## GIVEN RECORDS
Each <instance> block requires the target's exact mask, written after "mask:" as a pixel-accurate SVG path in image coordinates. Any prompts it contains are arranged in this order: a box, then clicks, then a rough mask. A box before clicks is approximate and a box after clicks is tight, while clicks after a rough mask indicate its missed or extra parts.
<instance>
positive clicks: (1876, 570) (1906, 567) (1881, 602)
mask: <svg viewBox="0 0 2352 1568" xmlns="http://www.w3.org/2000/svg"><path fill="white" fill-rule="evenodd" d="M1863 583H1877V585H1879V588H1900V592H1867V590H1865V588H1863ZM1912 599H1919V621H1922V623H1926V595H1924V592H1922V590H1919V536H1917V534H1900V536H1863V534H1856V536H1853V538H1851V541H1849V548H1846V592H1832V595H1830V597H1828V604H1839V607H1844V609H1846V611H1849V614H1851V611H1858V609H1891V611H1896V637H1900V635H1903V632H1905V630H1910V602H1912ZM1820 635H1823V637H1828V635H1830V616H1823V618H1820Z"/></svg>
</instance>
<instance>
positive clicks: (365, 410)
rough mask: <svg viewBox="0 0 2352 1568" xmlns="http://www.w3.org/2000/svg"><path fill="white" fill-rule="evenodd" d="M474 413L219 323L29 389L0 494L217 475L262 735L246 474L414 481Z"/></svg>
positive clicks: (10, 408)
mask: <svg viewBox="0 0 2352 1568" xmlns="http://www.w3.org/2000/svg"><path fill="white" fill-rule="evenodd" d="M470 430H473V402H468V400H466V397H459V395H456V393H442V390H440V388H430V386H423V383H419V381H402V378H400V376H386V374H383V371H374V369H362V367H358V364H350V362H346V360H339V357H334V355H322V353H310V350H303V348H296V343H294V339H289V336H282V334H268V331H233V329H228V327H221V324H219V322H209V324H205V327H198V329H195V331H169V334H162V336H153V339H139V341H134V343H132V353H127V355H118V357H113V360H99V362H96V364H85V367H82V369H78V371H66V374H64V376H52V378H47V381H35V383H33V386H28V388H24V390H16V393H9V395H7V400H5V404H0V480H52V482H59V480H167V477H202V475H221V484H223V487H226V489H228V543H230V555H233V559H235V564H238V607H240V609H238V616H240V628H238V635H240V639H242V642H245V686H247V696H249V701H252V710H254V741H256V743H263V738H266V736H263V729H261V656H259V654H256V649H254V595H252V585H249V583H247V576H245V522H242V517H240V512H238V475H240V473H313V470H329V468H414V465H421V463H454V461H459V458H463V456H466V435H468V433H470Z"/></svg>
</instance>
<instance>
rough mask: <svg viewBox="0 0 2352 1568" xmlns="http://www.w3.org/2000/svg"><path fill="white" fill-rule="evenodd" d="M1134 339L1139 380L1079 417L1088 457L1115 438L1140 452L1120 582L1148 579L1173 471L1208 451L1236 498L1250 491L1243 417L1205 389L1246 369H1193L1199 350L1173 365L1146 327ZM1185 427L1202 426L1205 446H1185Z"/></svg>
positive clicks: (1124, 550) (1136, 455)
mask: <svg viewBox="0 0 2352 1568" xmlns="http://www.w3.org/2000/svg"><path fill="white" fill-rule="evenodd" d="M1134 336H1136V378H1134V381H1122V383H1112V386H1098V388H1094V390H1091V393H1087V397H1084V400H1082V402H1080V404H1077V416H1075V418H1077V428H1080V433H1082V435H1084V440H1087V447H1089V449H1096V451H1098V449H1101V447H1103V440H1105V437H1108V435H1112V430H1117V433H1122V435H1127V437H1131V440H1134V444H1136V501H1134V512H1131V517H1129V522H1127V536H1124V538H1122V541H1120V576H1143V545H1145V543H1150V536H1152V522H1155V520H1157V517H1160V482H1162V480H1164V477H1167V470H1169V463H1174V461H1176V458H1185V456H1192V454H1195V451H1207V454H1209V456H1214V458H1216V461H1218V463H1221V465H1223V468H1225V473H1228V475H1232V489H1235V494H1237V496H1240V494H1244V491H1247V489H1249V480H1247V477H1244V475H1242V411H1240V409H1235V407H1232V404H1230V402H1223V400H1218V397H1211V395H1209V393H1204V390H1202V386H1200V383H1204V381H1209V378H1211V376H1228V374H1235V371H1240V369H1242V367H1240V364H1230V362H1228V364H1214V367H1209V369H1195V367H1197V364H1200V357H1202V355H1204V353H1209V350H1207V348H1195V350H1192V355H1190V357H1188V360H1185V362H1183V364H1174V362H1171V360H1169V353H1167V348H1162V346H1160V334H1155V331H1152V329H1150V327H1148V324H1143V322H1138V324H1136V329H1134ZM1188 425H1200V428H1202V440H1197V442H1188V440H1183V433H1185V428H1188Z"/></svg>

## TASK PROMPT
When you copy the material, keep every line exactly as it stands.

## SOLUTION TO THE PROBLEM
Each <instance> block requires the target's exact mask, written after "mask:" as a pixel-accurate SVG path in image coordinates. Any prompts it contains are arranged in this order: a box, then clicks, then a rough mask. A box before clicks is approximate and a box after clicks is tight, while clicks after a rough mask indicate its missed or extra parts.
<instance>
positive clicks: (1876, 570) (1906, 567) (1881, 602)
mask: <svg viewBox="0 0 2352 1568" xmlns="http://www.w3.org/2000/svg"><path fill="white" fill-rule="evenodd" d="M1863 583H1877V585H1879V588H1900V592H1867V590H1865V588H1863ZM1912 599H1919V621H1922V623H1926V595H1924V592H1922V590H1919V536H1917V534H1900V536H1863V534H1856V536H1853V538H1851V541H1849V548H1846V592H1832V595H1830V597H1828V604H1839V607H1844V609H1846V611H1849V614H1851V611H1858V609H1891V611H1896V637H1900V635H1903V632H1905V630H1910V602H1912ZM1820 635H1823V637H1828V635H1830V616H1823V618H1820Z"/></svg>
</instance>
<instance>
positive clicks: (365, 410)
rough mask: <svg viewBox="0 0 2352 1568" xmlns="http://www.w3.org/2000/svg"><path fill="white" fill-rule="evenodd" d="M474 413L219 323L29 389L0 494L217 475L262 735L246 474L414 481Z"/></svg>
positive clicks: (10, 408)
mask: <svg viewBox="0 0 2352 1568" xmlns="http://www.w3.org/2000/svg"><path fill="white" fill-rule="evenodd" d="M470 430H473V402H468V400H466V397H459V395H456V393H442V390H440V388H430V386H423V383H419V381H402V378H400V376H386V374H383V371H374V369H362V367H358V364H350V362H346V360H339V357H334V355H322V353H310V350H303V348H296V343H294V339H289V336H282V334H268V331H233V329H228V327H221V324H219V322H209V324H205V327H198V329H195V331H169V334H162V336H153V339H139V341H134V343H132V353H127V355H118V357H113V360H99V362H96V364H85V367H82V369H78V371H66V374H64V376H52V378H47V381H35V383H33V386H28V388H24V390H16V393H9V395H7V400H5V404H0V480H52V482H59V480H167V477H202V475H221V484H223V487H226V489H228V543H230V555H233V559H235V564H238V607H240V609H238V616H240V628H238V635H240V639H242V642H245V686H247V696H249V701H252V710H254V741H256V743H263V738H266V736H263V729H261V656H259V654H256V649H254V595H252V585H249V583H247V576H245V522H242V517H240V512H238V475H240V473H313V470H329V468H414V465H421V463H454V461H459V458H463V456H466V435H468V433H470Z"/></svg>
</instance>
<instance>
rough mask: <svg viewBox="0 0 2352 1568" xmlns="http://www.w3.org/2000/svg"><path fill="white" fill-rule="evenodd" d="M1134 339L1139 380L1079 417L1088 457L1115 438L1140 452L1120 582L1148 579L1173 471L1208 451L1236 498L1250 491L1243 417L1205 389L1246 369H1193L1199 350L1173 365L1146 327ZM1185 427L1202 426L1205 446H1185Z"/></svg>
positive clicks: (1124, 550) (1136, 455)
mask: <svg viewBox="0 0 2352 1568" xmlns="http://www.w3.org/2000/svg"><path fill="white" fill-rule="evenodd" d="M1134 336H1136V378H1134V381H1122V383H1112V386H1098V388H1094V390H1091V393H1087V397H1084V400H1082V402H1080V404H1077V416H1075V418H1077V428H1080V433H1082V435H1084V440H1087V447H1089V449H1096V451H1098V449H1101V447H1103V440H1105V437H1108V435H1112V430H1117V433H1122V435H1127V437H1131V440H1134V444H1136V501H1134V512H1131V517H1129V522H1127V536H1124V538H1122V541H1120V576H1143V545H1145V543H1150V536H1152V522H1155V520H1157V517H1160V482H1162V480H1164V477H1167V470H1169V463H1174V461H1176V458H1185V456H1192V454H1195V451H1207V454H1209V456H1214V458H1216V461H1218V463H1221V465H1223V468H1225V473H1228V475H1232V489H1235V494H1237V496H1240V494H1244V491H1247V489H1249V480H1247V477H1244V475H1242V411H1240V409H1235V407H1232V404H1230V402H1223V400H1218V397H1211V395H1209V393H1204V390H1202V386H1200V383H1204V381H1209V378H1211V376H1228V374H1235V371H1240V369H1242V367H1240V364H1230V362H1228V364H1214V367H1209V369H1195V367H1197V364H1200V357H1202V355H1204V353H1209V350H1207V348H1195V350H1192V355H1190V357H1188V360H1185V362H1183V364H1174V362H1171V360H1169V353H1167V348H1162V346H1160V334H1155V331H1152V329H1150V327H1148V324H1143V322H1138V324H1136V329H1134ZM1188 425H1200V428H1202V440H1197V442H1188V440H1183V433H1185V428H1188Z"/></svg>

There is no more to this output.